The 5 Biggest Tax Differences Between an LLC and Corporation
Among the many decisions you need to make when launching a business is selecting a business structure. If you do nothing, your business, by default, is structured as either a general partnership (multiple owners) or sole proprietorship (solo owner). These may be the simplest entities to form, but they offer one major drawback: There’s no separation between the business and business owner.
If your partnership or sole proprietorship business is sued or can’t pay its bills, your personal assets can be on the hook. That is why both the Limited Liability Company (LLC) and C corporation, or just corporation, are popular business structures, as they minimize the owner’s personal liability. Yet, they have vastly different approaches to taxation.
Here we’ll break down the five key differences between how an LLC and corporation are taxed. While these pointers can be a great starting point, you should consult a tax advisor if you have any questions about how these differences apply to your particular situation.
Pass-through business structure vs. non pass-through entity
By default, an LLC is considered a pass-through entity, similar to a sole proprietorship or partnership. This means that the business itself doesn’t pay income taxes on its profits; rather any profits or loss are passed through to the owners (called members) and reported on their personal tax returns.
By contrast, a corporation is considered a separate legal entity and must submit a tax return and pay income taxes on its profits. In some cases, this can lead to “double taxation," where the corporation is taxed on its profits, then when the owners take those profits out, they will need to report the dividend on their personal tax returns. For some small-business owners who are accustomed to taking profits out of the business, double taxation can be costly.
Keep in mind that a corporation can elect a “S corporation tax treatment” to be treated as a pass-through tax entity like an LLC. Additionally, an LLC can even choose to be taxed like a corporation or an S corporation.
Ability to leave money in the company
While C corporations are subject to double taxation, they offer more flexibility in terms of income shifting compared with pass-through entities like LLCs and S corporations. When an LLC is taxed as a pass-through entity, its members must pay taxes on their share of the profits, whether or not that money stays in the business or is distributed to their personal account.
----------------
**What you will do:**
(a) Please reproduce the article on LLC and corporation taxes from "Here we’ll break" to "your particular situation.".
(b) Translate this sentence from the article on LLC and corporation taxes into Spanish: "By default, an LLC is considered a pass-through entity, similar to a sole proprietorship or partnership."
The rows that follow come from a separate source.

[Entries taken from a collection]
----------------
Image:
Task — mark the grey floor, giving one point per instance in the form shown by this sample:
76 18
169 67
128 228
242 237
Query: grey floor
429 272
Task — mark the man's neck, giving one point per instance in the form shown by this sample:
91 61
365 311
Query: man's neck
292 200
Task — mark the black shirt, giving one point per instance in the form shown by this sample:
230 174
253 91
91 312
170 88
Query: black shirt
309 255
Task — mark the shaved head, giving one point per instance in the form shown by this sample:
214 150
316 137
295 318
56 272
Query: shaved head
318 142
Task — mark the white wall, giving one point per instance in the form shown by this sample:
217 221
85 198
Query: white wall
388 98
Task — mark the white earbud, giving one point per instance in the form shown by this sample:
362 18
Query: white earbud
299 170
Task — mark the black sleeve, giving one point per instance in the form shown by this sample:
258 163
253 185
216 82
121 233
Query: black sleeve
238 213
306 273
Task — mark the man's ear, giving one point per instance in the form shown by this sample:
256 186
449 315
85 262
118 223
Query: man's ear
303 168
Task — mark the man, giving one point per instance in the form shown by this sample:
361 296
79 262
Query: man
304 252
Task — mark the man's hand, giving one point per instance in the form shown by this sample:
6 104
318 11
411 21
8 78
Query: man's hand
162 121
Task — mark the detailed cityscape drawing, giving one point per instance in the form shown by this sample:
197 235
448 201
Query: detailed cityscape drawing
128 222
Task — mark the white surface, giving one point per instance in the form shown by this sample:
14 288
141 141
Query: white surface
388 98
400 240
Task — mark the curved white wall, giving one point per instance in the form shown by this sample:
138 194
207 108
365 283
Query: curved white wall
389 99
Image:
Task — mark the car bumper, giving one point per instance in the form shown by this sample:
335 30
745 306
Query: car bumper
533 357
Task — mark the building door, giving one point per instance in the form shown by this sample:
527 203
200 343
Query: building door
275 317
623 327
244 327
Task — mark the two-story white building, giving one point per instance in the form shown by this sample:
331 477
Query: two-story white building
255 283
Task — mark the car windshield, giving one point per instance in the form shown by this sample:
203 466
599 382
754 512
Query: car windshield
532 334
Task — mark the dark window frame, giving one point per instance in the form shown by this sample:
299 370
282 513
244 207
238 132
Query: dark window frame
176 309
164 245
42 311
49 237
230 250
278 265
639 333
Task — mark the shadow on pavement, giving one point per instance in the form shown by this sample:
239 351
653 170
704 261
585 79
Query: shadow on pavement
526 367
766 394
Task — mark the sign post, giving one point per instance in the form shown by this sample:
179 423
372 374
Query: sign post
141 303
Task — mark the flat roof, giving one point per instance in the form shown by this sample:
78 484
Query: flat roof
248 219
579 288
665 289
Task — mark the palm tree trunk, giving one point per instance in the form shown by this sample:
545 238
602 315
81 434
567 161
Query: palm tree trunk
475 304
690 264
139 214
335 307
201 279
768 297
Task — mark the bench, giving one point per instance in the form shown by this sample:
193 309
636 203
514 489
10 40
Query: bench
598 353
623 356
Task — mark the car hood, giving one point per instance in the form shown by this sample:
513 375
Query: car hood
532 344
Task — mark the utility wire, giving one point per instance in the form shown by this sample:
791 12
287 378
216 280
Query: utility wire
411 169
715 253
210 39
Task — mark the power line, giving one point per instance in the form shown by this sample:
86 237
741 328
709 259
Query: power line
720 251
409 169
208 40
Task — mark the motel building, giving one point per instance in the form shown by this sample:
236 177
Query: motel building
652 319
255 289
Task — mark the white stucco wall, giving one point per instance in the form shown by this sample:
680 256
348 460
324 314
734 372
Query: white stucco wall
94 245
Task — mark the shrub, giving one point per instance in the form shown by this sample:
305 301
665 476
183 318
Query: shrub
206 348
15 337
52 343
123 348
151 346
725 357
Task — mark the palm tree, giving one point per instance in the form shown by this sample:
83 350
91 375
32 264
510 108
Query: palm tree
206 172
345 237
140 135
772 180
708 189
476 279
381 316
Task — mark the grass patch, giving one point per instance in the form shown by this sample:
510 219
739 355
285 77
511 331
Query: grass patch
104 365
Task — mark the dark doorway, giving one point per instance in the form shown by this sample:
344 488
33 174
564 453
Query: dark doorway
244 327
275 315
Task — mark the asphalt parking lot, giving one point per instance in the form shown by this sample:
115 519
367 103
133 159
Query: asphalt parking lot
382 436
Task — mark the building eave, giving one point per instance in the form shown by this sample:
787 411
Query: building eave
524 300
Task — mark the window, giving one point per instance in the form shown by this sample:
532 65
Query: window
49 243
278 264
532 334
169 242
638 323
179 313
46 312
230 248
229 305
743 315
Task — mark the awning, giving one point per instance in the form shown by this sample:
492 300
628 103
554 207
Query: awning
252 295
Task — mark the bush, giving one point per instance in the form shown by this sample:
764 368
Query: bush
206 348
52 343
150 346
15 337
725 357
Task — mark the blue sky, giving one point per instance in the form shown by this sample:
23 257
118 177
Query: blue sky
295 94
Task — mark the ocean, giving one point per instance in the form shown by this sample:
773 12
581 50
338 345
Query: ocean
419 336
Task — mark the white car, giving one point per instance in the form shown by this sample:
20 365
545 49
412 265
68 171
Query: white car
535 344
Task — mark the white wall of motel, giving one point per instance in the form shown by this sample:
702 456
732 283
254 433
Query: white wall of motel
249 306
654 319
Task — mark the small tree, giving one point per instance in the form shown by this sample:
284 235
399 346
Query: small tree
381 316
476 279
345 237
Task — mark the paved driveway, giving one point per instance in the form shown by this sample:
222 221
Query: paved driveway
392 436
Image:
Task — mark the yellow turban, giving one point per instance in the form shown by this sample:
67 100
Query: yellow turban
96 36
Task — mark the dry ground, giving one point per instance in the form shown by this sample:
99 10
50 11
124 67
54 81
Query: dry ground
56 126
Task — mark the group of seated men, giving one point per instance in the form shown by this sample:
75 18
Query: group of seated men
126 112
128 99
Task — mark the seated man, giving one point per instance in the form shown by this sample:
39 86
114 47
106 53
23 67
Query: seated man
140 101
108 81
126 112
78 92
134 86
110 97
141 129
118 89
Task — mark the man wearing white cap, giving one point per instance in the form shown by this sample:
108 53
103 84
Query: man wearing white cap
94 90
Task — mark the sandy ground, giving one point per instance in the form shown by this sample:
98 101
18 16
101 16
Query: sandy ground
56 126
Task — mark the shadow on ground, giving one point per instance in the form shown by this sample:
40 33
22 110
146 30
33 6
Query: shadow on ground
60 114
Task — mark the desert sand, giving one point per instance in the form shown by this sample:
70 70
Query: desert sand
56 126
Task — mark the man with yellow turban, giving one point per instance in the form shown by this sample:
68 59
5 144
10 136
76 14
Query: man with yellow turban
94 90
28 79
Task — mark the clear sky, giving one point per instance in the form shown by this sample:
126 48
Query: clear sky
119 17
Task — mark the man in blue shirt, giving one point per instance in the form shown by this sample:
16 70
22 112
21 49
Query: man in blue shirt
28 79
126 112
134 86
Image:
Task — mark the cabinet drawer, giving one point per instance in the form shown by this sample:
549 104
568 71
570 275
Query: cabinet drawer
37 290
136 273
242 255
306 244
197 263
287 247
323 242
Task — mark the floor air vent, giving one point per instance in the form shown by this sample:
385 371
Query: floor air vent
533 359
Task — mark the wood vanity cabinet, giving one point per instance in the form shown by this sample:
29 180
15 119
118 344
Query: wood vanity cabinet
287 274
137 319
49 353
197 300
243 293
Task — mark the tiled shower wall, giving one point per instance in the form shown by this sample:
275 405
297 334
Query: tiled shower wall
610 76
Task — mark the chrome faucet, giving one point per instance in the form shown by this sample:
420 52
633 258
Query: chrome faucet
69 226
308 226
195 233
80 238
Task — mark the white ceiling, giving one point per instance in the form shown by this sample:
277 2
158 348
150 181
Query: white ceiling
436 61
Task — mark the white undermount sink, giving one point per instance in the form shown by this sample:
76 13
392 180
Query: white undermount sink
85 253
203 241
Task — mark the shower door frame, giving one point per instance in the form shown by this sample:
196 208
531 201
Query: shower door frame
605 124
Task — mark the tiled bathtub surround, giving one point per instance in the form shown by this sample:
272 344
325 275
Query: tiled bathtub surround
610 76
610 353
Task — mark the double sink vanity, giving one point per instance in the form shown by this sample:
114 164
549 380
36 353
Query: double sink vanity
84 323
----------------
**Answers below:**
(a)
Here we’ll break down the five key differences between how an LLC and corporation are taxed. While these pointers can be a great starting point, you should consult a tax advisor if you have any questions about how these differences apply to your particular situation.

(b) De forma predeterminada, una LLC se considera una entidad de transparencia fiscal, similar a una empresa unipersonal o a una sociedad colectiva.